● **DIRECTIONS**
Reproduce the lines of the entries from the very start of the entries through the line that contains "Segment every instance of the child", including that line.

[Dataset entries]

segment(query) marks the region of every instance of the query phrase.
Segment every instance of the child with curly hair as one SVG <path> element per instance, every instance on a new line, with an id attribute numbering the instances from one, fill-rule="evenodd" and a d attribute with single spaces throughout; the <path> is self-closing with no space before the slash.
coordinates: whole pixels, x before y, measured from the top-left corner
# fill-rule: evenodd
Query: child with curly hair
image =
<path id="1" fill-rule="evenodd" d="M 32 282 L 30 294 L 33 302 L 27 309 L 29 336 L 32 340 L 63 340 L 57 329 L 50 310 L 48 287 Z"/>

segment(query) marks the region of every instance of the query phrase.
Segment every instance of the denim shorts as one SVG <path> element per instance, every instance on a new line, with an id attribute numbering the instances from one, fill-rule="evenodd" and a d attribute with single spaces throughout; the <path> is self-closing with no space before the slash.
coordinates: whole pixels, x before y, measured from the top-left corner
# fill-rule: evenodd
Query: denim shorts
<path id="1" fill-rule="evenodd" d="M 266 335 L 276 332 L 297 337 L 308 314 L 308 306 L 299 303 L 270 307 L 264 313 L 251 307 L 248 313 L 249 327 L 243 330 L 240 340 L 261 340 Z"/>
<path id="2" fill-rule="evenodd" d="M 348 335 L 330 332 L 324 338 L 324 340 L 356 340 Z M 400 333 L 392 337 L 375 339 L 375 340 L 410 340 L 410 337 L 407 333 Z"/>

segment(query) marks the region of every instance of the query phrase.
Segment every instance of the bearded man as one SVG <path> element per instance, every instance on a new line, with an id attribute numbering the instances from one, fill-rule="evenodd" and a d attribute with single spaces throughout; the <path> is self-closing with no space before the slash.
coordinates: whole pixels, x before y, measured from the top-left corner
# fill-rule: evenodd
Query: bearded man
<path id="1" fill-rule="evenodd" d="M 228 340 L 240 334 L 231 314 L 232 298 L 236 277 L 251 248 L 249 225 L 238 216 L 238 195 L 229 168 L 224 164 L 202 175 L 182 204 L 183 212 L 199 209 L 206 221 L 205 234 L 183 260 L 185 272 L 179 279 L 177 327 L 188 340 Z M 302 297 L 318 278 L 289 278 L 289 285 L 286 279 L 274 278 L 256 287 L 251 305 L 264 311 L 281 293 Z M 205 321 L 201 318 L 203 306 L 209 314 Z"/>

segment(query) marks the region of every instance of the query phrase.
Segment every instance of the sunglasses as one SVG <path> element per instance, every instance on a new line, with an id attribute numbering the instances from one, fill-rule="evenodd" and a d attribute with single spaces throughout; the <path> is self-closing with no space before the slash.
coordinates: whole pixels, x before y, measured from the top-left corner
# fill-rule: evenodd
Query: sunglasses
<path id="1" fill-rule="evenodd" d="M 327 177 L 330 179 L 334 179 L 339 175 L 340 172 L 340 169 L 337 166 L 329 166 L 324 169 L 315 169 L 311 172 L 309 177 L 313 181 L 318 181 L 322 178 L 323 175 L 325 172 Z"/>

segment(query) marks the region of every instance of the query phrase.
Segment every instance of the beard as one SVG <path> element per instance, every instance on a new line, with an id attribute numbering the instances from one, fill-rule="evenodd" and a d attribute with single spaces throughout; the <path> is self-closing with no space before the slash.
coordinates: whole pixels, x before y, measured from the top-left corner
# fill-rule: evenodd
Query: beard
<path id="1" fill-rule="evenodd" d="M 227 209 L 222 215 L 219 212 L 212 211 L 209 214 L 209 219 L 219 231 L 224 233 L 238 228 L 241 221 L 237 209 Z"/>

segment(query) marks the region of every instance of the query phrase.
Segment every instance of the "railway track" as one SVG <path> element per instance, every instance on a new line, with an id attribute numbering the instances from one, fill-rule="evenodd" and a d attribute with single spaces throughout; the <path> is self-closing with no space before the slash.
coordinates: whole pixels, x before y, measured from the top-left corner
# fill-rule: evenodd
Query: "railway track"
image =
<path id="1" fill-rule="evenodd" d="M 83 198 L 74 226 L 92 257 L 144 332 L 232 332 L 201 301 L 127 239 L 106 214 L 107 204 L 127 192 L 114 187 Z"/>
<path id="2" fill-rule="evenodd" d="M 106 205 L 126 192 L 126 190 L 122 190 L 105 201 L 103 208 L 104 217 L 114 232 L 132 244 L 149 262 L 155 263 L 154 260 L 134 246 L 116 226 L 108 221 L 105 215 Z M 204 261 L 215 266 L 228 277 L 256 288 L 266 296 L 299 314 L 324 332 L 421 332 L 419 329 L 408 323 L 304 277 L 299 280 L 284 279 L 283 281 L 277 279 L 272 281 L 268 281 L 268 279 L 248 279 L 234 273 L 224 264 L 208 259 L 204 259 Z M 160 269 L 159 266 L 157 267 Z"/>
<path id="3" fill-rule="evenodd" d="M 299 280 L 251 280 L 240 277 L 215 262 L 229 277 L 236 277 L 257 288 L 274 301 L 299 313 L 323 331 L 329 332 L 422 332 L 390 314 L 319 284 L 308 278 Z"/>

● **OUTPUT OF THE EXERCISE**
segment(query) marks the region of every instance of the query phrase.
Segment every instance of the child with curly hair as one SVG <path> element per instance, every instance on a new line, with an id attribute numbering the instances from one, fill-rule="evenodd" and a d attribute with single spaces throughout; the <path> is self-closing with no space before the slash.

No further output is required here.